• Task to carry out: Only the lines from the line holding "the fish pectoral" to the last line should be output, each exactly as given.

• Data extract:
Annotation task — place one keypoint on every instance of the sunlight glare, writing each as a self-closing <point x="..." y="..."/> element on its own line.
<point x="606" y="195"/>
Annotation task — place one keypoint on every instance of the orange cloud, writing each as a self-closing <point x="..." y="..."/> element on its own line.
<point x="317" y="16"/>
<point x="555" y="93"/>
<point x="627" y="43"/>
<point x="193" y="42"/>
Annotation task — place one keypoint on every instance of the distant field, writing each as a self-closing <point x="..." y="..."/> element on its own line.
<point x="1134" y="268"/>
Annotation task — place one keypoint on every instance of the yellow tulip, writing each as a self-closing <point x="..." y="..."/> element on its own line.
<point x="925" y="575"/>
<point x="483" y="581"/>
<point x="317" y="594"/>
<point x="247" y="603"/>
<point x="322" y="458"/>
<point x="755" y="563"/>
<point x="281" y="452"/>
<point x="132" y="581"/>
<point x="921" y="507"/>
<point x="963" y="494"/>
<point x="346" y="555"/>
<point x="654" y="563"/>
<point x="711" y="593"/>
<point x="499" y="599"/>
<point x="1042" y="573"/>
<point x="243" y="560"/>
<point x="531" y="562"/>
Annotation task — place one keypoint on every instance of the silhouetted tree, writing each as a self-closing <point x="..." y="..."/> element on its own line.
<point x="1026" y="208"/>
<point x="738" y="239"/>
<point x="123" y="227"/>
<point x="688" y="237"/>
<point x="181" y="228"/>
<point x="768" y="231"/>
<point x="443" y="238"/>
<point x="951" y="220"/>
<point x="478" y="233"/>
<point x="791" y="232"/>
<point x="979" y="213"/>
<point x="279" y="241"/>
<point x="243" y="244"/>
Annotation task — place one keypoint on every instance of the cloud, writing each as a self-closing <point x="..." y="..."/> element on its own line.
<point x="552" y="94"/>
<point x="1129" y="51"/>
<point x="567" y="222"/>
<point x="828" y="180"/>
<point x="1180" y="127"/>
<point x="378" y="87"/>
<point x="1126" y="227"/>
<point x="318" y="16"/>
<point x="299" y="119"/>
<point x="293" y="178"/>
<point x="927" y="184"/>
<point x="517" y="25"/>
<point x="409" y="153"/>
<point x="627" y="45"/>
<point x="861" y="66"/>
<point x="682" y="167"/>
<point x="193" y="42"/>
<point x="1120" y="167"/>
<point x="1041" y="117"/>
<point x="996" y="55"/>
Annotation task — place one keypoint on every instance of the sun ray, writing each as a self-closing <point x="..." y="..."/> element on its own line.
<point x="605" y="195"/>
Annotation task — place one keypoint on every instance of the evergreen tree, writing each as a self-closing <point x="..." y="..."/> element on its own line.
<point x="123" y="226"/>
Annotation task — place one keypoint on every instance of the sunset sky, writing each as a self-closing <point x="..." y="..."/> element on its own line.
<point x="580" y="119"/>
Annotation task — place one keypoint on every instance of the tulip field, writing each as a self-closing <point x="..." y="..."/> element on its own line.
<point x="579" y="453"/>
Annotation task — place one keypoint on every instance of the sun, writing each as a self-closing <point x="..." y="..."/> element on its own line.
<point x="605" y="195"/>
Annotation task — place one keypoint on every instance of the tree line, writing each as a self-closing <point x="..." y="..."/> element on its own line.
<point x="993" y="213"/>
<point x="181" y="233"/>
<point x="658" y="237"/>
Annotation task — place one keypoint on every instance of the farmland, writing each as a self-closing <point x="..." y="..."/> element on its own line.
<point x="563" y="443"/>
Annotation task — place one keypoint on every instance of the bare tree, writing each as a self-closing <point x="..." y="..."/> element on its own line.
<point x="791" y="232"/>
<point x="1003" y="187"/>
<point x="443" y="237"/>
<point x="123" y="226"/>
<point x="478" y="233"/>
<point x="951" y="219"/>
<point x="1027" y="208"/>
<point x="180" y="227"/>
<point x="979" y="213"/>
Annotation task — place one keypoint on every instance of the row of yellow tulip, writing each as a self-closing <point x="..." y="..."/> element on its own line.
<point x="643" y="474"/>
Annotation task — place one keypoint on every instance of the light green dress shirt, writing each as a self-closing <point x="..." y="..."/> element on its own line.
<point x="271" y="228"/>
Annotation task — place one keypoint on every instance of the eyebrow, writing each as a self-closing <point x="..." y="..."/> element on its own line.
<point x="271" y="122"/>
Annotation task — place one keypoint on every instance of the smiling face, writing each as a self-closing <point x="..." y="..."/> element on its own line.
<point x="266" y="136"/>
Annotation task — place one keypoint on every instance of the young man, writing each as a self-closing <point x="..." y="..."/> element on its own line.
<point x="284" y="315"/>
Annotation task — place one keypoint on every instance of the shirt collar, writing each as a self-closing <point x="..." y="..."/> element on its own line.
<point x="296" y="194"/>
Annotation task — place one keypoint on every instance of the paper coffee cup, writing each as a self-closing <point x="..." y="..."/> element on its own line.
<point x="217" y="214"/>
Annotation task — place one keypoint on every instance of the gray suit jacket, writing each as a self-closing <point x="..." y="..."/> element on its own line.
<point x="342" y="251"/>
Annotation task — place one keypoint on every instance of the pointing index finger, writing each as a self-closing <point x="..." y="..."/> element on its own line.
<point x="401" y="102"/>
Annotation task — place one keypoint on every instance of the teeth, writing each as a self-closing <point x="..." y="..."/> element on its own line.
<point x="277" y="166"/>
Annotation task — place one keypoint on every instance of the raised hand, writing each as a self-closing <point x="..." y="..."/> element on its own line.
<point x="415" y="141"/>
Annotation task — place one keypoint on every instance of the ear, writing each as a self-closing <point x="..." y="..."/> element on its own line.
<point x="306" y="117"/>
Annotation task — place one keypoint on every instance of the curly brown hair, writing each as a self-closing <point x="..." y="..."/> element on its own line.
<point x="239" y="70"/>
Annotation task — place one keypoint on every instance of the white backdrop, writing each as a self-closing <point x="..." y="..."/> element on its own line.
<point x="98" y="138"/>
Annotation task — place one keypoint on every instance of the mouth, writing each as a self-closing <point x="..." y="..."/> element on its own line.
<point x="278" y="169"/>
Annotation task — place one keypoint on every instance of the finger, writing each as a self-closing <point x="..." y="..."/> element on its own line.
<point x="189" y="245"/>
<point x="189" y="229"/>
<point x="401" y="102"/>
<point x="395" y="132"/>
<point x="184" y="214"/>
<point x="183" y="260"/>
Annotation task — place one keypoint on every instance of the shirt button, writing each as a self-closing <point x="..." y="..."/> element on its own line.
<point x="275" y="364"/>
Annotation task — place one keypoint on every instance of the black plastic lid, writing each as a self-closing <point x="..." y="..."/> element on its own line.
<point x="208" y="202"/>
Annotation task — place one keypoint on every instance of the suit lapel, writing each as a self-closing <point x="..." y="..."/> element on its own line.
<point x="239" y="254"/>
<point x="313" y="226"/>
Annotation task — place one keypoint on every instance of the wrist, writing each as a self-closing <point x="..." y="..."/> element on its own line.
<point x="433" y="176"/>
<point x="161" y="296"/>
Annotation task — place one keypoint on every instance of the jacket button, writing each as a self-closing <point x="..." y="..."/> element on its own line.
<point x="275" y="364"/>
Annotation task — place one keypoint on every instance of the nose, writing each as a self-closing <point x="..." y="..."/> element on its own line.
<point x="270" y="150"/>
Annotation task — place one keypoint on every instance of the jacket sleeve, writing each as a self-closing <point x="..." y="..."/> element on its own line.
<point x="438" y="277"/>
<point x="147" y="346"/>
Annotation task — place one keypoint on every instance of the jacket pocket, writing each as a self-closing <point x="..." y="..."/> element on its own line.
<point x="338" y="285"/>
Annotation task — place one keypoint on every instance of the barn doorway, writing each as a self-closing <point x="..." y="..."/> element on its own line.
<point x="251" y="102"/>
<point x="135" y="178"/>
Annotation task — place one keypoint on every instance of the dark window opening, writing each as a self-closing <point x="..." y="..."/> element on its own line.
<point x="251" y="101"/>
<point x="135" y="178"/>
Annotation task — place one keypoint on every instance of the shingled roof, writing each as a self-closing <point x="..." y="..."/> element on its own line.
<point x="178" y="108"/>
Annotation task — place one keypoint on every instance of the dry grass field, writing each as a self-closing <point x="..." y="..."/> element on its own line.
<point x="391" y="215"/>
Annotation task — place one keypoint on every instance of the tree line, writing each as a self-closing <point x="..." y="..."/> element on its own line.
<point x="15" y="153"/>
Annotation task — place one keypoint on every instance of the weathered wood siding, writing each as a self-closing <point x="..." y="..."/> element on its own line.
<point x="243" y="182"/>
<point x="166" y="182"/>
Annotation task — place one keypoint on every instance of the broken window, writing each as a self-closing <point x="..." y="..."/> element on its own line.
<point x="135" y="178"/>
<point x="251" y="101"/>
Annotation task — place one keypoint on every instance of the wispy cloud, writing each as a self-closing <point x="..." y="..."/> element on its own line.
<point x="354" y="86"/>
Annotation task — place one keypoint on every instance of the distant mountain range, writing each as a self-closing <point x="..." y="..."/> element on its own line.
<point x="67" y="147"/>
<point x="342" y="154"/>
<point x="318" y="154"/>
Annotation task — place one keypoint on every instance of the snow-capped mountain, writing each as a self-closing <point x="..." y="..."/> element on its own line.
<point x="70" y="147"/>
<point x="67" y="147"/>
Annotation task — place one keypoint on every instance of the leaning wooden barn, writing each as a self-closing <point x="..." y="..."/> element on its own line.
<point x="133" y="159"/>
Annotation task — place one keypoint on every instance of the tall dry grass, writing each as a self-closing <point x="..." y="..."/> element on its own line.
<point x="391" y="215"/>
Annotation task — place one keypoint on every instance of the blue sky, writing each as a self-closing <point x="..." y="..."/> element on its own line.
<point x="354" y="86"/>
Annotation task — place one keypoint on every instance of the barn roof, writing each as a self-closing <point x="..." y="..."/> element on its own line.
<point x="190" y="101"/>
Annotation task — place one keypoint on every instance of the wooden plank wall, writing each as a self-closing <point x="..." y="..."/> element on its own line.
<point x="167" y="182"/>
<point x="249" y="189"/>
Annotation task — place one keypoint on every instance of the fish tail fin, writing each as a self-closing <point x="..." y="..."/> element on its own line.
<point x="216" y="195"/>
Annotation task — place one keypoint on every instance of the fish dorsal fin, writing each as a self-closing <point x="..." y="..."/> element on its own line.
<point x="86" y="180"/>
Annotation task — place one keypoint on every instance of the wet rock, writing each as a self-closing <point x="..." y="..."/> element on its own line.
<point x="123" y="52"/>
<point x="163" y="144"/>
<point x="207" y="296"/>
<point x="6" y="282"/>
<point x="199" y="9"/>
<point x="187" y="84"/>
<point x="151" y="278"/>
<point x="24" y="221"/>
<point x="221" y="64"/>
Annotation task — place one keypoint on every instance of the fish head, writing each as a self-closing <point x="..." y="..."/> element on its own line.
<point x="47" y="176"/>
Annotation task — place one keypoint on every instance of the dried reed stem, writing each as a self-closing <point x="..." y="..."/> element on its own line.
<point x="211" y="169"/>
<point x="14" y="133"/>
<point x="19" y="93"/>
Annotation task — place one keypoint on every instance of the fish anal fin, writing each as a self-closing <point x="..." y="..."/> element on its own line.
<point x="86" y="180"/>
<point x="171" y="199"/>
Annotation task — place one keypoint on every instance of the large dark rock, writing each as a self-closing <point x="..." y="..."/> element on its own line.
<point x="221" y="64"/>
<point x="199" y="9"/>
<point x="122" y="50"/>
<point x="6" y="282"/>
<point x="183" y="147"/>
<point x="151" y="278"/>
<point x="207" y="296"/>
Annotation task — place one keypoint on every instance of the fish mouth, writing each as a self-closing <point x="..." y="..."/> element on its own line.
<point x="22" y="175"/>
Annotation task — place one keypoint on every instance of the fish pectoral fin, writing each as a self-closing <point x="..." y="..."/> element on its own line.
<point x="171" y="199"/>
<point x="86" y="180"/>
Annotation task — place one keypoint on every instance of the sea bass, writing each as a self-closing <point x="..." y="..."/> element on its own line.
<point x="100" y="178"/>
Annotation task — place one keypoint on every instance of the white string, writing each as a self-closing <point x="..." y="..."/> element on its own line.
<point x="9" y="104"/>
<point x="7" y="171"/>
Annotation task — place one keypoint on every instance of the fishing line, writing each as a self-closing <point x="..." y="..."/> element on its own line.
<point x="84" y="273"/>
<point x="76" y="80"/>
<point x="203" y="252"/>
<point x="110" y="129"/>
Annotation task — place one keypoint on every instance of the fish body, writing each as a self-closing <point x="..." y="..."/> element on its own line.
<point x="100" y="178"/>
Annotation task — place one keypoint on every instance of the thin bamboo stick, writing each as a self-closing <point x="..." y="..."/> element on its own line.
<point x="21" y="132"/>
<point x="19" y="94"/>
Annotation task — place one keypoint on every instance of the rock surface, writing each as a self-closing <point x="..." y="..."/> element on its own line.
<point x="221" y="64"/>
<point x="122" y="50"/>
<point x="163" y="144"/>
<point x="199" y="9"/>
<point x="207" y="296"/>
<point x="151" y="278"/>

• Response below:
Annotation task — place one keypoint on every instance of the fish pectoral fin, writing each as a self-closing <point x="..." y="..."/> element on its own line.
<point x="171" y="199"/>
<point x="86" y="180"/>
Annotation task — place one keypoint on every instance of the sea bass, writing each as a self-closing <point x="..." y="..."/> element on its own line.
<point x="100" y="178"/>
Annotation task — place one keypoint on every instance of the white string, writing each as a self-closing <point x="..." y="..."/> element on its own line.
<point x="9" y="104"/>
<point x="7" y="171"/>
Annotation task — place one keypoint on every instance of the fishing line, writing each as a self-closing <point x="..." y="..."/> element on its own line.
<point x="84" y="273"/>
<point x="76" y="80"/>
<point x="203" y="252"/>
<point x="110" y="129"/>
Annotation task — place one keypoint on every instance of the fish body, writing each as a self-closing <point x="..." y="..."/> element on its own line.
<point x="100" y="178"/>
Annotation task — place one keypoint on every instance of the thin bamboo stick, writing each as a self-closing <point x="..." y="..."/> element on its own line.
<point x="21" y="132"/>
<point x="19" y="94"/>
Annotation task — place one keypoint on every instance of the rock surface, writing each as a self-closing <point x="..." y="..."/> element on its own line.
<point x="221" y="64"/>
<point x="122" y="50"/>
<point x="163" y="144"/>
<point x="199" y="9"/>
<point x="207" y="296"/>
<point x="151" y="278"/>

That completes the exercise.